The fun continues with a jack that somehow squirms off the end as I go to chin it. Then the gloves come off when what's obviously a big pike, as in a proper old lump, makes the drain erupt as a huge shoal of silvers flee in all directions in the first swim I tried.

Up the bank, down the bank, a few more casts and another jack. Huh..? The big fish shows again a couple of swims further down, so it's up the bank and down the bank again. The rod hammers round, big fish, big fish - no. It's another jack. I can't get the hook out of it fast enough.

I keep thrashing the spot where it showed and bump off another jack. Then the surface erupts just out of casting range, the other side of an inaccessible 20yds of bank. Geese are squealing over the far bank, as they loft off the beet tops and form up for the return flight to Mussel Bay.

Teal are flying in, the light's going and I decide to come back and have another bash tomorrow. I have a vague, nagging feeling I ought to go back with the bait rods. Pop some big deads up bang in the middle of where the tiddlers are shoaled.

I go for the lures again, but this time the drain's almost lifeless until last knockings, when a few jacks start giving the rudd what for. Big shad, bright yellow, cast around where the big fish showed yesterday.

Come on baby, where are you..? The geese take wing again, great skeins of greylags arrow overhead whaunk, whaunk, whaunk. I fumble closing the bail arm, get a turn of line around my fingers and the lure's sunk in the weed by the time I sort it out.

I bring it back fast across the top to clear the mush off the hook and I see it in slow-mo as I'm about to swing the mucky mess that's covered the hooks to hand. A huge head and shoulders of a pike appear, it lunges and misses, turning away from the bank at the last moment and disappearing into the gloom with a flick of its great big tail.

Spot the pike #2



Here's a slightly easier one than the last STP (spot the pike...) challenge. I'd had four or five casts over its head before I spotted it right under my feet. I dropped the rod, rummaged for a camera and while I could see it clearly, the camera's struggled with the light coming off the water.

I then decided I'd try and catch it and it shot off in a swirl as I miss-cued and dropped the shad right on its hooter.

-*-*-

● **Problem 1**
Decide whether each statement agrees with the pike-fishing account. Answer yes or no, and quote the words that decide it.
(a) The geese form up to fly back to Mussel Bay.
(b) On the second day the narrator fishes with bait rods.
(c) The camera had trouble with the light coming off the water.
● **Problem 2**
Answer each question from the pike-fishing account.
(a) What color is the big shad cast on the second day?
(b) How long is the inaccessible stretch of bank?
(c) Where was the pike in "Spot the pike #2" when the narrator spotted it?
● **Problem 3**
List every bird the pike-fishing account names.
The lines after this point are separate material, unrelated to the pike-fishing account.

● **Given data**
-*-*-

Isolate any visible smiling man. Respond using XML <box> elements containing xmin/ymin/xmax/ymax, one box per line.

-*-*-

● **Complete response 1**
(a) Yes: "form up for the return flight to Mussel Bay"
(b) No: "I go for the lures again"
(c) Yes: "the camera's struggled with the light coming off the water"

● **Complete response 2**
(a) Bright yellow
(b) 20yds
(c) Right under the narrator's feet

● **Complete response 3**
geese, teal, greylags